2. Les écoles participantes : l’école Provinciale d’Agronomie et des Sciences de Ciney, La Fraternité à Laeken, l’Athénée royal d’Andenne (absente à partir du Forum Ouvert), l’Athénée royal Bouillon-Paliseul et le Collège Saint Remacle de Stavelot. Pour des questions de disponibilité, la Fraternité n’a pas pu participer à la journée du 10 mai.
« J’ai participé aux débats sur le revenu universel parce que je voulais voir les alternatives par rapport au système actuel et sur les femmes et la société parce que c’est un sujet qui me tient à cœur. Je pensais qu’on aurait moins la parole mais pas du tout ! Beaucoup de jeunes ont pris la parole, c’était bien de dialoguer entre nous. C’était intéressant d’avoir l’avis des garçons dans l’atelier femmes et société. J’avais peur qu’il n’y ait que des filles. Discuter comme ça sur plusieurs sujets avec différentes écoles qui n’ont pas spécialement les mêmes idéologies, c’est enrichissant. Et aussi intéressant de discuter avec les politiciens même si on a senti qu’ils étaient de gauche. Sur le revenu universel, même s’il y avait un « pour » et un « contre », j’aurais peut-être voulu entendre quelqu’un de droite ». Eve (étudiante)
« Cette journée a été incroyable ! Quelle chance nous avons eue de réaliser au Parlement wallon l’aboutissement de notre cheminement de réflexions ! Les étudiants nous ont remercié d’avoir participé à ce projet ! Je pense que ce qu’ils en ont retiré n’est pas quantifiable ! En termes d’autonomie, d’esprit critique, de construction de soi et d’apprentissage, ce projet ne pouvait pas faire mieux ! » Anne Macoir (Professeure de philosophie et de citoyenneté)
« Intéressant de voir comment les points de vue se confrontent avec des visons de la société différentes. Ce qui n’est pas surprenant : la jeunesse n’est pas uniforme. On est le produit de son histoire familiale et/ou environnementale au sens large. Des jeunes avaient des positions plus arrêtées, d’autres jeunes y répondaient dans l’autre sens. Ce qui était surprenant, c’est la vision un peu brutale ou caricaturale du chômeur profiteur-glandeur lors de l’atelier sur le revenu universel. Et intéressant d’entendre un jeune déconstruire le discours qu’on entend depuis les années 80, l’école de Chicago, Thatcher, Reggan, avec tout le champ lexical à l’appui : le « handicap salarial », « charges sociales qui pèsent sur les épaules de l’employeurs ». D’entendre un jeune répondre : « non, le vrai salaire, c’est le salaire brut, avec un versement à la source vers les mécanismes de solidarité ». Le revenu universel est un thème fourre-tout qui ouvre la porte à une série de discussions sur la sécurité sociale, la fiscalité, le travail,… en fait, sur la cohésion sociale. Du revenu universel, on a un débat sur la société. » Pierre-Yves Dermagne (député)
* * * *
■ **À faire**:
1. D'après l'article, quelle école n'a pas pu participer à la journée du 10 mai ?
2. Dans l'article, réécrivez sous forme de liste le paragraphe qui commence par « J’ai participé aux débats », en gardant ses faits principaux.
3. Poursuivez l'article sur les débats des écoles au Parlement wallon à partir de la fin de son dernier paragraphe.

■ **Données recueillies**:
* * * *
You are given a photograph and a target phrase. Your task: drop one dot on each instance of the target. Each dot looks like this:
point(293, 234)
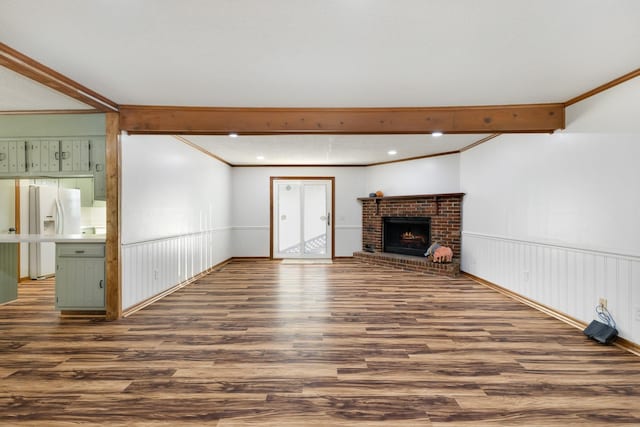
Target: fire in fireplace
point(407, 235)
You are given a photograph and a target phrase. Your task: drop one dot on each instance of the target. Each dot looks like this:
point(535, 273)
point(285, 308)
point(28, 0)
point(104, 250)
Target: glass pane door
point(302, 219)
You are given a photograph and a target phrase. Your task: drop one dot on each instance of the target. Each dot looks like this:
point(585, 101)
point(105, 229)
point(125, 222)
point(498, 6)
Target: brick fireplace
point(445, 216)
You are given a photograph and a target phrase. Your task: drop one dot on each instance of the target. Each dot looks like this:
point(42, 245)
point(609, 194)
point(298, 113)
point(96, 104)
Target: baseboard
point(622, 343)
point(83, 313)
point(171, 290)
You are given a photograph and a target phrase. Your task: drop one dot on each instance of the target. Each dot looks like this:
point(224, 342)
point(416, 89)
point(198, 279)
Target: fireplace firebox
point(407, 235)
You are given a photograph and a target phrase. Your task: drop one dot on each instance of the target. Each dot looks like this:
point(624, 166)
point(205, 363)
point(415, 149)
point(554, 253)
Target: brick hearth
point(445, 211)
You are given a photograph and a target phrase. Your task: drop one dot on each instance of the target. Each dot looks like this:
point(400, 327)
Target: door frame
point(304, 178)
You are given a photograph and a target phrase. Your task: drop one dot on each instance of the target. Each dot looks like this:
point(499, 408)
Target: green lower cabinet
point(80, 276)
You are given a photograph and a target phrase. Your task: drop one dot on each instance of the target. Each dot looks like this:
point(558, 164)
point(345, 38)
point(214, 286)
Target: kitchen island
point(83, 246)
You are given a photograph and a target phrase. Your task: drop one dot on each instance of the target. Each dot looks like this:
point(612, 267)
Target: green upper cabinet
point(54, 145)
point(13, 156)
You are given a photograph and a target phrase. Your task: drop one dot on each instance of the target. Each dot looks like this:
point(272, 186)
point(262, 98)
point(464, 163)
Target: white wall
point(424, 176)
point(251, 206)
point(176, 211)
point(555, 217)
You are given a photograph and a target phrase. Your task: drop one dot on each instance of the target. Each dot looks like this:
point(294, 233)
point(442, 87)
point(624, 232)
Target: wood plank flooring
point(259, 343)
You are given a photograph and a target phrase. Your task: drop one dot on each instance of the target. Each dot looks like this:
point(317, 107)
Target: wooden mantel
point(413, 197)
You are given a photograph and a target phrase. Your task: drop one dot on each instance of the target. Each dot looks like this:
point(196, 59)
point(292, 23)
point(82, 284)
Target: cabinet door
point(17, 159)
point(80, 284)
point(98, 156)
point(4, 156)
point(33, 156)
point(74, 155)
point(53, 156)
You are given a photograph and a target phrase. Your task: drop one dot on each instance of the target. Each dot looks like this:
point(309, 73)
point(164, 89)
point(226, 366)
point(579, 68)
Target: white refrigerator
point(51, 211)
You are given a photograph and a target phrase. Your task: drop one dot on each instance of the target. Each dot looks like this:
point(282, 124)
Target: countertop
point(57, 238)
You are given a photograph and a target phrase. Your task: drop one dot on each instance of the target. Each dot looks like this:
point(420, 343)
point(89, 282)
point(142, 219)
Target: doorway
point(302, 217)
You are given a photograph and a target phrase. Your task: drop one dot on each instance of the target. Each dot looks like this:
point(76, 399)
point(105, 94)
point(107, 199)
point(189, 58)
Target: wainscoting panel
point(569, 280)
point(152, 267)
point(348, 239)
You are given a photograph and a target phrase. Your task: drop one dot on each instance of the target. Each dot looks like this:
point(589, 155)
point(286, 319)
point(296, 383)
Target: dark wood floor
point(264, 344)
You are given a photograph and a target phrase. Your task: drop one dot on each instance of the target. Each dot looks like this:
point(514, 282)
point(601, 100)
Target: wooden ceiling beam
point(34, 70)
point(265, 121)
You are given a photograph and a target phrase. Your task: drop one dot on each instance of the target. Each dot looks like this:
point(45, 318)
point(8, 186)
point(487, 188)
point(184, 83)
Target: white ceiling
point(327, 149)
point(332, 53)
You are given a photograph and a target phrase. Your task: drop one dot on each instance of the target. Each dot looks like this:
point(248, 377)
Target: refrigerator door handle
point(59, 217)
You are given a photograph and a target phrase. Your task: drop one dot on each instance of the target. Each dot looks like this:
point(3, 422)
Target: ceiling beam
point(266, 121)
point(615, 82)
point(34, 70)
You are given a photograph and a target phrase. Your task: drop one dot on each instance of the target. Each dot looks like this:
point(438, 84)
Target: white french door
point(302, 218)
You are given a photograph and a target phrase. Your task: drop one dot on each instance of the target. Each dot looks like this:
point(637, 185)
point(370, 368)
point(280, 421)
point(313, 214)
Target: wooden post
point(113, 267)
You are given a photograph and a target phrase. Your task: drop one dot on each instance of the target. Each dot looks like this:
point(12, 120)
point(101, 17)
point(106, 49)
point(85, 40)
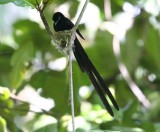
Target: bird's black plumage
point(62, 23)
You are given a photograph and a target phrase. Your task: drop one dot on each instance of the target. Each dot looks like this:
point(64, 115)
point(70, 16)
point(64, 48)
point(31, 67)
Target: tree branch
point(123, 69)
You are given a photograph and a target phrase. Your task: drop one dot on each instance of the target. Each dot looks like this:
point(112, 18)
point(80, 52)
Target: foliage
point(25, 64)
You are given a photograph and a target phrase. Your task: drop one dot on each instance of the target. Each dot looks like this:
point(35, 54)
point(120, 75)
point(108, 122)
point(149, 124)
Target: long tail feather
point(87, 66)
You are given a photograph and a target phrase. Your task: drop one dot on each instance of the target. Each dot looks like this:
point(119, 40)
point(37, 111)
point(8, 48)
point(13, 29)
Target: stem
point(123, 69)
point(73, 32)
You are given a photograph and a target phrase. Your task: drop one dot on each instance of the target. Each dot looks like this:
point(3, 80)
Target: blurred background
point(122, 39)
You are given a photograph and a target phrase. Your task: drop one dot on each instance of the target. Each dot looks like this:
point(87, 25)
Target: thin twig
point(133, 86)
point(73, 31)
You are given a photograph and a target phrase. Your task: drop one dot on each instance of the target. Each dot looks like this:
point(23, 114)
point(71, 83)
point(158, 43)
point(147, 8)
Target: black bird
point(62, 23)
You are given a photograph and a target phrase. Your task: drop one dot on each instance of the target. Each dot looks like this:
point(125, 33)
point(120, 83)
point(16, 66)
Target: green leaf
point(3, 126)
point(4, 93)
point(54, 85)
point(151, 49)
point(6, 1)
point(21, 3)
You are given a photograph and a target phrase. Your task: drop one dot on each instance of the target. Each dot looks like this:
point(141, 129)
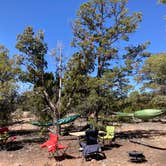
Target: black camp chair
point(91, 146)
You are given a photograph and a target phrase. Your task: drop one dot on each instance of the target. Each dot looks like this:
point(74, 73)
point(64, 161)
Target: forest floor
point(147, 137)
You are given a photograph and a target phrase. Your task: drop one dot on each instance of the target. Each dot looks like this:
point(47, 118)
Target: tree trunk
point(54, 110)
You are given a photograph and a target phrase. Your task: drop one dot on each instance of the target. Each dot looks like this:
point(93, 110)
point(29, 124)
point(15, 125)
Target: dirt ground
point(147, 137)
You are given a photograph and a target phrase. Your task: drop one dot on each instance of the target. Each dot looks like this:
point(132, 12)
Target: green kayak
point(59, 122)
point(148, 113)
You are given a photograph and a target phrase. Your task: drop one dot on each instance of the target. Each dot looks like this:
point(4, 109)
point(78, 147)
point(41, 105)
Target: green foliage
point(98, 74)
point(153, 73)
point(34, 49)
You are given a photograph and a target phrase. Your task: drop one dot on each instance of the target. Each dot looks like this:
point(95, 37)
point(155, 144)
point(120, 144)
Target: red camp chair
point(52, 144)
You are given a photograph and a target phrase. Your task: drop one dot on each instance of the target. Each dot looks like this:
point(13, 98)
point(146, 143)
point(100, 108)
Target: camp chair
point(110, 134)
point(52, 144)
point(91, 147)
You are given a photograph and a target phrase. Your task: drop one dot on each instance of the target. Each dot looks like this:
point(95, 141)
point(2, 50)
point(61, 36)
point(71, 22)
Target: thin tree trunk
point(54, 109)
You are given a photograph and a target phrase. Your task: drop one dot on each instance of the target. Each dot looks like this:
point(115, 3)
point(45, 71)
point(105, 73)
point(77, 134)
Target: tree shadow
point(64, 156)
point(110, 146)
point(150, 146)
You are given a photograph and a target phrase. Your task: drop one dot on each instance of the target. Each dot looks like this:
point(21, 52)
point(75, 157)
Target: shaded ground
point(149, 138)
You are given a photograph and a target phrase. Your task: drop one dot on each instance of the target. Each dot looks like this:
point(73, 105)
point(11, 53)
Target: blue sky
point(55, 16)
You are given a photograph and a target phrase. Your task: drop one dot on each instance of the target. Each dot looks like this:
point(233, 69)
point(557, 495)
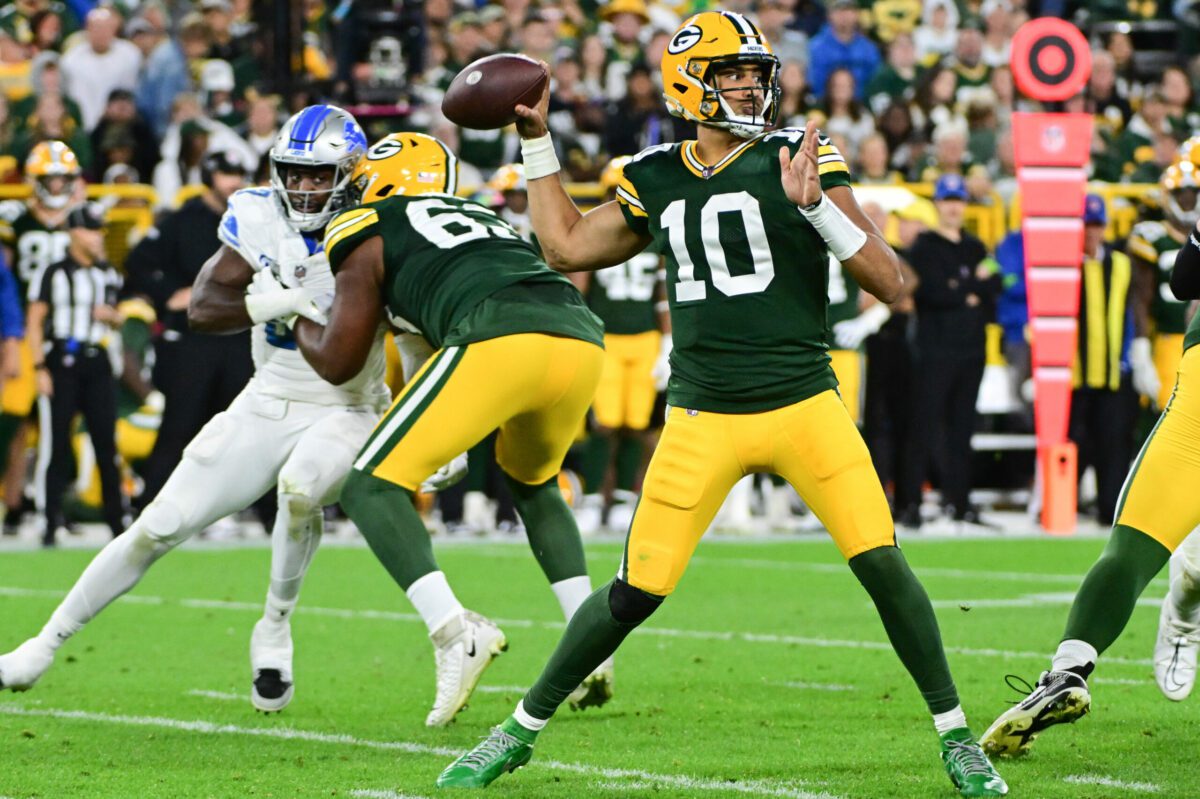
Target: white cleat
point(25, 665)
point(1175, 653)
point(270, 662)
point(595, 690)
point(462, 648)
* * * *
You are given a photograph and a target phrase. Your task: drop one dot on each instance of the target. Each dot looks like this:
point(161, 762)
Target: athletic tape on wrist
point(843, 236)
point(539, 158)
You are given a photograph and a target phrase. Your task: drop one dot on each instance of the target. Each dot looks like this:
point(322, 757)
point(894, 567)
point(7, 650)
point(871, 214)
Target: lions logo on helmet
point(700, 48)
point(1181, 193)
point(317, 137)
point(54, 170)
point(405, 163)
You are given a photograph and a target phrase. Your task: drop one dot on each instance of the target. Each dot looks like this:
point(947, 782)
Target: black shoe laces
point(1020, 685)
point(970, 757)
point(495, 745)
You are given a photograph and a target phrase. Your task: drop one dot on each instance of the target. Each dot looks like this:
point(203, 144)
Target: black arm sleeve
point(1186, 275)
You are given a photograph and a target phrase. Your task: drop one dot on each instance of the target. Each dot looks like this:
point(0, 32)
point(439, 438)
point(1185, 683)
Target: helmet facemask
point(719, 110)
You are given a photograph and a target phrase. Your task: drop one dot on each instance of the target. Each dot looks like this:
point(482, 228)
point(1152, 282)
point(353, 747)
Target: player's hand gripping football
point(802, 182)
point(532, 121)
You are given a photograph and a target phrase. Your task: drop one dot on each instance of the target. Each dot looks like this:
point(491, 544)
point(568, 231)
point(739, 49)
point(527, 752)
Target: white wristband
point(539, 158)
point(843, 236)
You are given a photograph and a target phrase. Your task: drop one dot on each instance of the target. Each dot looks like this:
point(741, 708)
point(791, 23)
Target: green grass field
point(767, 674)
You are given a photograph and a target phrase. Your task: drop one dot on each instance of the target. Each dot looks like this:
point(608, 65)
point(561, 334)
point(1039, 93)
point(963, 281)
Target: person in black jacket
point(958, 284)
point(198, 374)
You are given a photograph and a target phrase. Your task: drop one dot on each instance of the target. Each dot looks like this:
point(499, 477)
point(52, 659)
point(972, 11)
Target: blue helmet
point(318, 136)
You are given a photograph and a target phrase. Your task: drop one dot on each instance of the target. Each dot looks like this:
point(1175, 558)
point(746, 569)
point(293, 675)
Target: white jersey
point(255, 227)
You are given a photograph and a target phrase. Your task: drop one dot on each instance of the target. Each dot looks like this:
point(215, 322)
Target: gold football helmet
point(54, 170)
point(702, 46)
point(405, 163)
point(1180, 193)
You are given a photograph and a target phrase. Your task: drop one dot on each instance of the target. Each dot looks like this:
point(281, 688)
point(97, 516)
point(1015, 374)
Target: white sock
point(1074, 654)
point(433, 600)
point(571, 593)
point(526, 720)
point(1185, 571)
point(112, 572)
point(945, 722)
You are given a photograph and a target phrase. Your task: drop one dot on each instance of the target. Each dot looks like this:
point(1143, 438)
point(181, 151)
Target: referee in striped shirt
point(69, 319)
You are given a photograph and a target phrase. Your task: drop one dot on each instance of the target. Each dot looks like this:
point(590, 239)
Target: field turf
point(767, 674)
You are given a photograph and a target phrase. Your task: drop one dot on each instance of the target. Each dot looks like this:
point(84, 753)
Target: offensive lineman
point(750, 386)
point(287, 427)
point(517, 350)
* * * *
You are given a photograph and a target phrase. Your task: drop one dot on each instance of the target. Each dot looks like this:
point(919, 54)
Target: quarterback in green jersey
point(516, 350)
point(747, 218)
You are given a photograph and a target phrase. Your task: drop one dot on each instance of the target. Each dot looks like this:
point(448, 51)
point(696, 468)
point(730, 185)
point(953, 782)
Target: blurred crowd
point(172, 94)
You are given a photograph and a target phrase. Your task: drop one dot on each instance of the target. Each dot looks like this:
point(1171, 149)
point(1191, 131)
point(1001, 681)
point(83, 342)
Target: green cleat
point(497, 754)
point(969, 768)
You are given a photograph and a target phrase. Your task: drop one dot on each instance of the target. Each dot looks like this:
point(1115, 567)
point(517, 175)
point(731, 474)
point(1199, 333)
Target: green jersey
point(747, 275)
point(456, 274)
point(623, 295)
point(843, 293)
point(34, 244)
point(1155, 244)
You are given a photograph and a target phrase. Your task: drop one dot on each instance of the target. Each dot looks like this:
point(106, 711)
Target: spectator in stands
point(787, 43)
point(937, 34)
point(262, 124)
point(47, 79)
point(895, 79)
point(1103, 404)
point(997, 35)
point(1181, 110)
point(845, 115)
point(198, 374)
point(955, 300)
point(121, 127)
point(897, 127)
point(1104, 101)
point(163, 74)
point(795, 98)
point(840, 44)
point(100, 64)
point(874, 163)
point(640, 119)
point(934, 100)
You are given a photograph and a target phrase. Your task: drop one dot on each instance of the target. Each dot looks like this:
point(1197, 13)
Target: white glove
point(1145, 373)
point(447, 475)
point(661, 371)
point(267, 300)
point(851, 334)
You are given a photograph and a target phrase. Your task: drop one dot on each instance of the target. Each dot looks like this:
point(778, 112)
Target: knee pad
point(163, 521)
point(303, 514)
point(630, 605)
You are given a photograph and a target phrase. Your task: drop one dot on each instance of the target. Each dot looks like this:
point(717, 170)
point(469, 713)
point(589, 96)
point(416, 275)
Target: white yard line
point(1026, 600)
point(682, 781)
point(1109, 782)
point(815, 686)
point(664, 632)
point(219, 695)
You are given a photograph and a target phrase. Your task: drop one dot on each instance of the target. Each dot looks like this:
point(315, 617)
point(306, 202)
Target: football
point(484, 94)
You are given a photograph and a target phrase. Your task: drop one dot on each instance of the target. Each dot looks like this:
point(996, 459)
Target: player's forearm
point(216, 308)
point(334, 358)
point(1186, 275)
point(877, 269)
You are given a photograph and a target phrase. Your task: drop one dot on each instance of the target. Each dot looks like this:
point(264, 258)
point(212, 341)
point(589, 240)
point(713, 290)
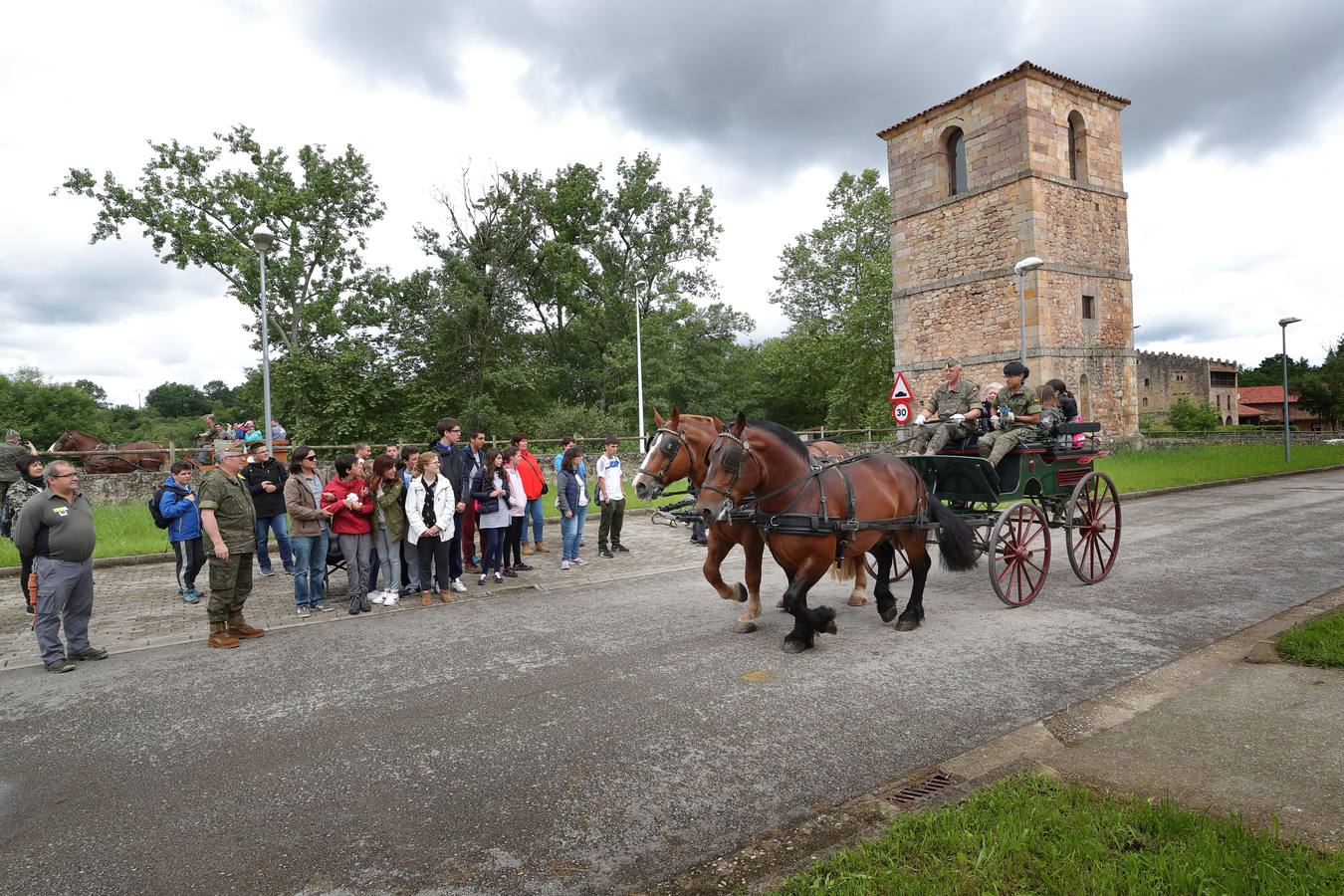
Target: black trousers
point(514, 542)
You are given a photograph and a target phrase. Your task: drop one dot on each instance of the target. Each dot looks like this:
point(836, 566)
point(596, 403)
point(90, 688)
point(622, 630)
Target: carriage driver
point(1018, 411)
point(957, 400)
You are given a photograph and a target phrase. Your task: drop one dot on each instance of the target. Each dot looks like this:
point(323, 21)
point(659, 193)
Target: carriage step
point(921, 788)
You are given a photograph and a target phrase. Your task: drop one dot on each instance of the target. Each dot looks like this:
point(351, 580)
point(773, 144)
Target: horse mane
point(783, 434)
* * * *
■ **Corrigé**:
1. La Fraternité, à Laeken.

2.
- Eve, étudiante, a participé aux débats sur le revenu universel, pour voir des alternatives au système actuel, et sur les femmes et la société, un sujet qui lui tient à cœur.
- Elle pensait que les jeunes auraient peu la parole, mais beaucoup l'ont prise.
- Elle craignait qu'il n'y ait que des filles dans l'atelier femmes et société et a trouvé intéressant d'y avoir l'avis des garçons.
- Elle trouve enrichissant de discuter avec des écoles qui n'ont pas les mêmes idéologies.
- Elle a aimé discuter avec les politiciens, même si elle les a sentis de gauche.
- Sur le revenu universel, il y avait un « pour » et un « contre », mais elle aurait peut-être voulu entendre quelqu'un de droite.

3.
« C’était intéressant de partager avec d’autres personnes, de voir d’autres mentalités et points de vue. J’ai choisi l’atelier sur le revenu universel parce que cela me semblait flou. Cela m’a éclairci les idées. Et l’atelier sur les femmes car le sujet m’intéresse parce que je trouve qu’on stigmatise trop la société. Certains débats et intervenants ont pu m’agacer, notamment une députée qui me semblait plus Femen que féministe. Selon elle, les femmes devaient prendre les têtes de listes électorales des partis. Pour moi, l’égalité n’est pas d’appuyer sur la tête d’un autre pour monter soi-même. Sur le revenu universel, on a beaucoup entendu les difficultés de trouver du travail. Pourtant, des places vacantes, il y en a. De plus, j’ai été dérangé d’entendre un politicien dire qu’il était moins dérangé par le fait de voir des gens travailler au noir pour payer une PS4 ou des Nike à son enfant ! [Le politicien utilisait là une comparaison, se disant être plus tolérant à ce cas de figure qu’à celui d’un riche qui fraude le fisc pour se payer une villa en Grèce, NDR]. C’est une vision très européenne qui ne me correspond pas. J’ai l’habitude de travailler dans des pays en difficultés. Je viens de faire du bénévolat au Bénin. Je me rends compte que cette mentalité européenne est absurde. Ici, on est dans le luxe et le confort où les gens refusent un travail parce qu’ils vont avoir mal au dos à la fin de la journée. Au final, j’ai trouvé le projet très enrichissant. Un regret ? Qu’il n’y pas eu la diversité des partis pour les débats. Ceux qui ont du mal à avoir un esprit critique, ils n’auront entendu qu’un son de cloche. » Nicolas (étudiant)
« Quand les débats tournent autour des signes religieux à l’école et au travail, c’est évidemment autour du foulard que l’on parle. Des opinions tranchées, des avis divergents, la confiance s’installe, les questions fusent, l’écoute mutuelle advient et voilà que la nuance prend sa place. Beaucoup d’intelligence collective à peine perturbée par l’intervention d’une enseignante manifestement effrayée par la liberté de pensée et de parole des jeunes. » Patrick Charlier (UNIA)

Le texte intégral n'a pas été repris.